> _Extract_:
______________________________

Vertex cover is so much easier to solve for this graph over here. It would actually be solved by pre-processing alone, although both graphs have the same number of vertices. It seems like the size of the input is actually not the best way to measure how hard it is to solve an NP complete problem for that input. It seems kind of unfair to just say to this graph here--well, you're just as large as this one over here, so we're going to assume that you're just as hard to solve.

And that is why you could think of hardness, meaning how hard is a specific input to solve as a combination of 2 things. One is, I think, the size of the input, and we always measure this as a number N. But the other thing is the structure of the input. In a way, it's not larger instances are harder to solve, but in a way you could say, harder instances are harder to solve. This of course might seem like a bit nitpicking around, so the question is, is this actually useful, and the answer is yes. For some problems, you can actually express the structure of the input, and I'm soon going to show you how to do that, as a number K. And while in classical NP-completeness, so to say, you would measure hardness as some function of N. You can then measure hardness as a function of 2 parameters. One parameter is still the size of the input, and the other parameter is going to specify something about the structure of the input. Now this might sound a bit abstract, so what could this parameter be? And I'm going to show you 2 possibilities for this parameter, and we're going to discuss them in detail. One is size of the solution, and the other one is something I would call distance from triviality. So for example, for the network from the last quiz, you could actually see that both parameters could tell us that finding a solution here is easy, because first of all, the solution here and optimum vertex cover is very small, you only require 1 vertex. And also, you could argue that this graph here is very trivial because all you need is a pre-processing rule to actually find the best possible solution. But again, we'll get into more detail. Let's start out with the size of the solution.

______________________________

> _To be done_:
a. Please condense the paragraph of the excerpt on input hardness that begins "And that is why you could think of hardness" into a short bulleted list that keeps its main facts.
b. Carry the excerpt on input hardness forward from its last sentence, taking up the size of the solution as the first parameter.

> _Extracted entries_:

______________________________

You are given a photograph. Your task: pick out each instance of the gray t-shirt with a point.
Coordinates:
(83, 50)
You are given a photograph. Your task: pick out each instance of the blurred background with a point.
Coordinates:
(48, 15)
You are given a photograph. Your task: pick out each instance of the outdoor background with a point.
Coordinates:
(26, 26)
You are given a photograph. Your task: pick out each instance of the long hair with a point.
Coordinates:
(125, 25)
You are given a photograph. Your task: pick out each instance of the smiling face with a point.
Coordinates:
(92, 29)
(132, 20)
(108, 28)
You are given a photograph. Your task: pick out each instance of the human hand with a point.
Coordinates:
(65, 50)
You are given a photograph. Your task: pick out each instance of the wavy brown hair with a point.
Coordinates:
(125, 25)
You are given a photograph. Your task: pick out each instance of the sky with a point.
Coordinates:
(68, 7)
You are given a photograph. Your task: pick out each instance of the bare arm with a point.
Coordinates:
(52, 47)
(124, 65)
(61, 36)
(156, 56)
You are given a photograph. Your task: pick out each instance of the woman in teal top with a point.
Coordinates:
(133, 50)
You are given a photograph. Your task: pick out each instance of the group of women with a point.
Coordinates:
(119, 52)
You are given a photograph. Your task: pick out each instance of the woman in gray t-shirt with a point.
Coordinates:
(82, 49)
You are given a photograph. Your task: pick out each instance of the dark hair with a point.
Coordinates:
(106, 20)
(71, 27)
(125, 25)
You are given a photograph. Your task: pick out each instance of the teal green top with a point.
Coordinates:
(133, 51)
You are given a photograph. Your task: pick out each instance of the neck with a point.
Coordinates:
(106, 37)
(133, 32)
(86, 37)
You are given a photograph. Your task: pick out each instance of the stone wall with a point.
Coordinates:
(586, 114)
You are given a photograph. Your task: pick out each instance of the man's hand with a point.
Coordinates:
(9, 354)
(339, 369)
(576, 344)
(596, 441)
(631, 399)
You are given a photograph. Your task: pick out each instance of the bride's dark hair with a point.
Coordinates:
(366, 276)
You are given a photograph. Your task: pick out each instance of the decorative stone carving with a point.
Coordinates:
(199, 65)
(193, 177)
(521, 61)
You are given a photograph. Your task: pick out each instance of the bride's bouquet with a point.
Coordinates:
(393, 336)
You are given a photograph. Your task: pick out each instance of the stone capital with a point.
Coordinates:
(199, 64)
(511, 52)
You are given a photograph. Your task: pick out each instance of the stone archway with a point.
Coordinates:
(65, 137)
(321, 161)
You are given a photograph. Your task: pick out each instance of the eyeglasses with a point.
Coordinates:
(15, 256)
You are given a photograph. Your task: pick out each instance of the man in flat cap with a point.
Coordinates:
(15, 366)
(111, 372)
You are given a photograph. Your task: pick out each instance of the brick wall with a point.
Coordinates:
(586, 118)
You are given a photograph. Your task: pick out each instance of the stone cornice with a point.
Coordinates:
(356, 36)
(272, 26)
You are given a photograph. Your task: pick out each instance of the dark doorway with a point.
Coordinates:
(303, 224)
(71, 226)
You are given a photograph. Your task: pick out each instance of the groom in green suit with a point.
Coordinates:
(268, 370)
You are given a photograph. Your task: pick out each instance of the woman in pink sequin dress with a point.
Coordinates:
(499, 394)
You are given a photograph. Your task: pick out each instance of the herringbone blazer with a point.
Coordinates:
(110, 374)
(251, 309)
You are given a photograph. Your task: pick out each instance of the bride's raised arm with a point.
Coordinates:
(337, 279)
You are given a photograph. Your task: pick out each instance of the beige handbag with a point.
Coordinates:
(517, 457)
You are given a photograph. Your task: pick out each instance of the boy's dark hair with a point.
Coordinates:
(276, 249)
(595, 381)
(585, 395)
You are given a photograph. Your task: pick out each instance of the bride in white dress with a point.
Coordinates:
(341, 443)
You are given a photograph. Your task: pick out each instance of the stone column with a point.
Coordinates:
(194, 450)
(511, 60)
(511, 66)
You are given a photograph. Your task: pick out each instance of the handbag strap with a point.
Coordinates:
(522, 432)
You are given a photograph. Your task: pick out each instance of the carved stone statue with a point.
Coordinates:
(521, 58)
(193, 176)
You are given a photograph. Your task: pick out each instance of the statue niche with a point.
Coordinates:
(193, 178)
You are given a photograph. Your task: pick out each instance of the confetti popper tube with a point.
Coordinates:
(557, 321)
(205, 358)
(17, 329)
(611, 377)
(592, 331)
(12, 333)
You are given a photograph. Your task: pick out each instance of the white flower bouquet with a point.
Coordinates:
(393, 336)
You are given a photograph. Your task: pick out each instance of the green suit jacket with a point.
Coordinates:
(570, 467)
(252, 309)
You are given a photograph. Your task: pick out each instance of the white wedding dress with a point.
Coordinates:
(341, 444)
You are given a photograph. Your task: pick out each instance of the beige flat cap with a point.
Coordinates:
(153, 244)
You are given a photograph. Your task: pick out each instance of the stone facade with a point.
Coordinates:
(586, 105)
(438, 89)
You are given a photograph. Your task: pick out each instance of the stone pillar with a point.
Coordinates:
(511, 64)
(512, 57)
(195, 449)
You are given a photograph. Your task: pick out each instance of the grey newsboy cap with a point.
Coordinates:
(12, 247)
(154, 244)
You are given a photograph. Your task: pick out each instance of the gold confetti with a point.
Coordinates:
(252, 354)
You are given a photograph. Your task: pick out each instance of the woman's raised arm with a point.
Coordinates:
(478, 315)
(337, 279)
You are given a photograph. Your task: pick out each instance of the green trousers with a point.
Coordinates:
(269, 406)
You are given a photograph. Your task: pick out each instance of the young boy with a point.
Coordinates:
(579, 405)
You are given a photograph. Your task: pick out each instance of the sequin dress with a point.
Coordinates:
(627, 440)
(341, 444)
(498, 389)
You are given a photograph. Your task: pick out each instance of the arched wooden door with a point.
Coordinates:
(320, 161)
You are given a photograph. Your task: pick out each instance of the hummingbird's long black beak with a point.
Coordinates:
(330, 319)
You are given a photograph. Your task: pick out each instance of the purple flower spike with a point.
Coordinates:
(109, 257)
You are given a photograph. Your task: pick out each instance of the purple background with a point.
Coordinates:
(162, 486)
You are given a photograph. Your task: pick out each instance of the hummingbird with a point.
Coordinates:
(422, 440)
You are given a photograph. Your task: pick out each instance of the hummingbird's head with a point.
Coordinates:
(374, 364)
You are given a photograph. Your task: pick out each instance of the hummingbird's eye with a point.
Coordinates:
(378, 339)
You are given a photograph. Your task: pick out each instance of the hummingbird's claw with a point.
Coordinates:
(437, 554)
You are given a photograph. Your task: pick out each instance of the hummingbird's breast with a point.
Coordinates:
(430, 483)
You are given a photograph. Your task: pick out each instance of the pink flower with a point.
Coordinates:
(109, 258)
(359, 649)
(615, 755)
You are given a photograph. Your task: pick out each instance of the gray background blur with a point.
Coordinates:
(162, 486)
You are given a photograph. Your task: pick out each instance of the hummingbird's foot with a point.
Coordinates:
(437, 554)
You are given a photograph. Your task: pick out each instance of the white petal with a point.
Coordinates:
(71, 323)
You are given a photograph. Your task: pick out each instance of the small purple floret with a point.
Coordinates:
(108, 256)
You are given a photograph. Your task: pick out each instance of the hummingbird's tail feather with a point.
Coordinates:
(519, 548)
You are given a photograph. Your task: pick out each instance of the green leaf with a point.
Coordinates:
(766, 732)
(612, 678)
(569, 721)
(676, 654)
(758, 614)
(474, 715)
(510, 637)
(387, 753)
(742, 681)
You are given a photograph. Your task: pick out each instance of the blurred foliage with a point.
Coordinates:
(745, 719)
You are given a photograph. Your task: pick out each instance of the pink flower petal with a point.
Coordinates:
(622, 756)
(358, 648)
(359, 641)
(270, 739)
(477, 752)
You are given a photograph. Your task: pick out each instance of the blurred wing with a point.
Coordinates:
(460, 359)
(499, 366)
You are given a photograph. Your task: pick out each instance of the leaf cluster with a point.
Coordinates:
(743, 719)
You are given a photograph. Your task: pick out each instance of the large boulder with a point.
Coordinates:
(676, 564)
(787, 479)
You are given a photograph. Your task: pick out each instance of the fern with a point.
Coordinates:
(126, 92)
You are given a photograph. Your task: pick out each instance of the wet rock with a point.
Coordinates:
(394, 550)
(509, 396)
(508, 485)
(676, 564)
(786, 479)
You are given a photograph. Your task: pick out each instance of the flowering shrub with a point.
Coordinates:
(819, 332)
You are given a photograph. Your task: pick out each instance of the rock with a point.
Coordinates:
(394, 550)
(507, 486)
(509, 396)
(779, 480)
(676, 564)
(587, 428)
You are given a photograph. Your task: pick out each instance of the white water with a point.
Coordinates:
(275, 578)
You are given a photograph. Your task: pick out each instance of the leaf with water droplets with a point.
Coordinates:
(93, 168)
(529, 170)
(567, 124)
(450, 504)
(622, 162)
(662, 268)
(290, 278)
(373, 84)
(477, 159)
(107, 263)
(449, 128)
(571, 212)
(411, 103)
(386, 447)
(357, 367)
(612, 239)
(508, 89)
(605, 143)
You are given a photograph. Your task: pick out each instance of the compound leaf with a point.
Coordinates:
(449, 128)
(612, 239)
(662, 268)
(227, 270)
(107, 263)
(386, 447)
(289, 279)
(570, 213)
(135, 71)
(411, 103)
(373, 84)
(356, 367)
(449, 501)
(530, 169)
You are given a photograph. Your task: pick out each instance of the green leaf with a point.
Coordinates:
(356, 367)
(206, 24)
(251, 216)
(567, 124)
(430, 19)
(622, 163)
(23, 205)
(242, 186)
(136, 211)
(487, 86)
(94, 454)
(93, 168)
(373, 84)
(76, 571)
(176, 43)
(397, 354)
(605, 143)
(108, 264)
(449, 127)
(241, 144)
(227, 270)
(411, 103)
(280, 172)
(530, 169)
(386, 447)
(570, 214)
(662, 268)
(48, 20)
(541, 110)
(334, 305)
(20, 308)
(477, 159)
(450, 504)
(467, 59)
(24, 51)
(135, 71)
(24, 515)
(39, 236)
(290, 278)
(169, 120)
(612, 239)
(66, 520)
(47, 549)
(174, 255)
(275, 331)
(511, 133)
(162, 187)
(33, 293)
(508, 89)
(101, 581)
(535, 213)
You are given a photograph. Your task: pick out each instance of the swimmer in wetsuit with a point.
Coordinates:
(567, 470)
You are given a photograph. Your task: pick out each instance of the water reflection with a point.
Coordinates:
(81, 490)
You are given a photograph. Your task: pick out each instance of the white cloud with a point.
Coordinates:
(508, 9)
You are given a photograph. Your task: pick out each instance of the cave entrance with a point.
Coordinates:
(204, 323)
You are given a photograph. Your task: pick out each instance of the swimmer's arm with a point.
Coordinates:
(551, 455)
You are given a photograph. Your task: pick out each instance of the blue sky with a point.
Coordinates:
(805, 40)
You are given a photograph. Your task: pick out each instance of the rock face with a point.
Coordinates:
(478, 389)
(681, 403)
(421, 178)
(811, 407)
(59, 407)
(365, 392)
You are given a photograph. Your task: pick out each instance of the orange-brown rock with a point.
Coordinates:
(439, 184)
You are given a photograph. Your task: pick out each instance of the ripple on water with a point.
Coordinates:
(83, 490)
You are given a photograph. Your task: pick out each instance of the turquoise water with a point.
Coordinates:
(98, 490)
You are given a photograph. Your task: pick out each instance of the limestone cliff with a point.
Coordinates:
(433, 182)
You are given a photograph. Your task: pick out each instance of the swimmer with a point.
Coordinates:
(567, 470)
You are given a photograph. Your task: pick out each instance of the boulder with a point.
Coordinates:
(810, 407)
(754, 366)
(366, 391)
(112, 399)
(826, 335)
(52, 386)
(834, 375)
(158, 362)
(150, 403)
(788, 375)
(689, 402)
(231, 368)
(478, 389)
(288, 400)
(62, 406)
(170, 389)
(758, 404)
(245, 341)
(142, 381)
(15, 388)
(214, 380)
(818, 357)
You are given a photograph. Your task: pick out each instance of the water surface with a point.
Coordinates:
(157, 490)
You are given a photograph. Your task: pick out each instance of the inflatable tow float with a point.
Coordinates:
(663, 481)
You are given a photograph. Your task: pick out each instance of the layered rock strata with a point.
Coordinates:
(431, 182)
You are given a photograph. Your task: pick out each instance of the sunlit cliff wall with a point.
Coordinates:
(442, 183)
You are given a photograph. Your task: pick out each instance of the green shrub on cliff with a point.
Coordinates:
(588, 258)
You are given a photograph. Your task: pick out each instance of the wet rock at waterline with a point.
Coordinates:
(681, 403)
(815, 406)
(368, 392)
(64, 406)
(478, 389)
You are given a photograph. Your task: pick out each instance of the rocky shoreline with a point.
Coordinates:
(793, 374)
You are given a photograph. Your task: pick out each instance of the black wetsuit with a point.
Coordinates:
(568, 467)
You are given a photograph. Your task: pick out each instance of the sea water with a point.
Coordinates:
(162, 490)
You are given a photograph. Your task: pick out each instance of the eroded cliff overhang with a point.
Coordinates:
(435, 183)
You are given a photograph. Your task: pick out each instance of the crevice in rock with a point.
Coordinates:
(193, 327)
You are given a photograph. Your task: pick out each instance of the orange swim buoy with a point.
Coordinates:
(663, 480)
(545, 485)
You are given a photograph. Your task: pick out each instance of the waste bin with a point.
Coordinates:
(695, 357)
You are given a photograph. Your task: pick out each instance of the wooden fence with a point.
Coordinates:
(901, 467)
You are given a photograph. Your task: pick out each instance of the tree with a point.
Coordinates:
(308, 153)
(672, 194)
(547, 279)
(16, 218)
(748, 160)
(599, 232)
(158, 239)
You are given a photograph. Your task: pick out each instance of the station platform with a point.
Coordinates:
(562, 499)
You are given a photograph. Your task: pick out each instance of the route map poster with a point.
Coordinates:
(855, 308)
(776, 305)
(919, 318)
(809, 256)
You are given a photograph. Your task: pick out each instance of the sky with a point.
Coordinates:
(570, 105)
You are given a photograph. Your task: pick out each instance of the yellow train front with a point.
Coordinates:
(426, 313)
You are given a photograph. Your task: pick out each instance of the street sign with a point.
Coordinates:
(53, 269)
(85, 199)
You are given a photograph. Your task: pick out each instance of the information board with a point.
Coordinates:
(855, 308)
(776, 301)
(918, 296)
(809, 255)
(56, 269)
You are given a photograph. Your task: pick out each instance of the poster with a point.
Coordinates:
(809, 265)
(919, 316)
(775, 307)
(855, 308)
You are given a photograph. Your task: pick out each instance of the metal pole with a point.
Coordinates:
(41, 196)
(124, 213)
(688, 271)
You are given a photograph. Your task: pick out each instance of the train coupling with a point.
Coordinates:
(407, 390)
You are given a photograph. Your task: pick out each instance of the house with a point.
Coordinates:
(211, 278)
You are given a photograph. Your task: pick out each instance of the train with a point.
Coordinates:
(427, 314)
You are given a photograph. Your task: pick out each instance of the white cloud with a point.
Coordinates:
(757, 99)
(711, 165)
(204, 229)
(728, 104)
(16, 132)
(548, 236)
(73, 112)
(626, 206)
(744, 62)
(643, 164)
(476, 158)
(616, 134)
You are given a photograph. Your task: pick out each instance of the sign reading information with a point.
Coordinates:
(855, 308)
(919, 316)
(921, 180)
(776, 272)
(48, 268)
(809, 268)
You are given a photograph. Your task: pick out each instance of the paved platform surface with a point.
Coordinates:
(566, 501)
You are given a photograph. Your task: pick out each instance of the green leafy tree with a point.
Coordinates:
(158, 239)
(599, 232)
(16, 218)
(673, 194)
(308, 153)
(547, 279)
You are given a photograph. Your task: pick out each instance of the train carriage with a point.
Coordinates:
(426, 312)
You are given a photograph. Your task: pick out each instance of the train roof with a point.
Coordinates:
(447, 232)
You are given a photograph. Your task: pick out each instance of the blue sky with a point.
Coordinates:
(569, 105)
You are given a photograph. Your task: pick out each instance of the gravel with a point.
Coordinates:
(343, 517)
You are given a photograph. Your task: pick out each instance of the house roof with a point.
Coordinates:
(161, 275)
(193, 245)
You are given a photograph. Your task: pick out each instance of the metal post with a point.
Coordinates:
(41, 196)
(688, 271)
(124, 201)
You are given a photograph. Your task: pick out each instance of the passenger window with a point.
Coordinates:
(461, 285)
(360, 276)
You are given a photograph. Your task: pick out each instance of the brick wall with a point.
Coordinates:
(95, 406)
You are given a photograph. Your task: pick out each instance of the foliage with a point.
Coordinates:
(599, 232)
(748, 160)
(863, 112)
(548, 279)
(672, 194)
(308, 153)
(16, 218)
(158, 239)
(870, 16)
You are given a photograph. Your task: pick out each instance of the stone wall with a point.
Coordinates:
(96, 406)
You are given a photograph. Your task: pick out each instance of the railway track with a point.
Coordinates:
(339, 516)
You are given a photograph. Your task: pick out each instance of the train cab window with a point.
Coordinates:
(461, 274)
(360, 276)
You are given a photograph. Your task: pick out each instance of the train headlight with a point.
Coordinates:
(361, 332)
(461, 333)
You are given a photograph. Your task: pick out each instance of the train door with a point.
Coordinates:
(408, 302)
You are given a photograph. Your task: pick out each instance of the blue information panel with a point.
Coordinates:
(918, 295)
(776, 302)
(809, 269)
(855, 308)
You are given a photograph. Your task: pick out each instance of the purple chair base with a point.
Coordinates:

______________________________

> _Answers per task_:
a.
- How hard an input is to solve depends on two things: its size, measured as N, and its structure.
- It is not so much that larger instances are harder to solve as that harder instances are harder to solve, and this distinction is useful.
- For some problems the structure can be expressed as a number K. Hardness then becomes a function of two parameters, size and structure, instead of a function of N alone as in classical NP-completeness.
- Two possible choices for the structural parameter are the size of the solution and the distance from triviality.
- In the network from the last quiz, both parameters show that finding a solution is easy. The optimum vertex cover needs only 1 vertex, and a pre-processing rule alone finds the best possible solution.
- The discussion starts with the size of the solution.

b.
And now we already know that we can solve vertex cover using a search tree. So we started with the original graph, and I'm now going to use again the search tree where we branch into only 3 different possibilities. We know it's not the best possible one, but it will be easier to understand the rest this way, but it also works for the more complicated search trees. So then on the next level, we again branched into And we said that the search tree had a size of N half and the total number of solutions that we looked at in the search tree was 3 to the power of N half, which as you remember was about 1.734 to the power of N. Now I would like you to quickly think about the following: So as you'll remember, at each level of the search tree, we're looking at an edge where the 2 end points have not yet had an assignment, and we're branching into 3 cases, this one, this one, and this one. So now it's a very easy quiz actually. So how many vertices are added each time we go one level deeper into the tree? At least 1, at least 2, exactly 1, exactly 2, or is this something that actually depends on the structure of the input graph?

And the answer here of course is that at least one vertex is added to the potential vertex cover each time we go down here in this tree or we branched because there's only three possibilities and in this possibility here, we add one vertex, and this possibility here, we also add one vertex, and here we will add too. And of course, there then comes data reduction and all that jazz, but we're always adding at least one.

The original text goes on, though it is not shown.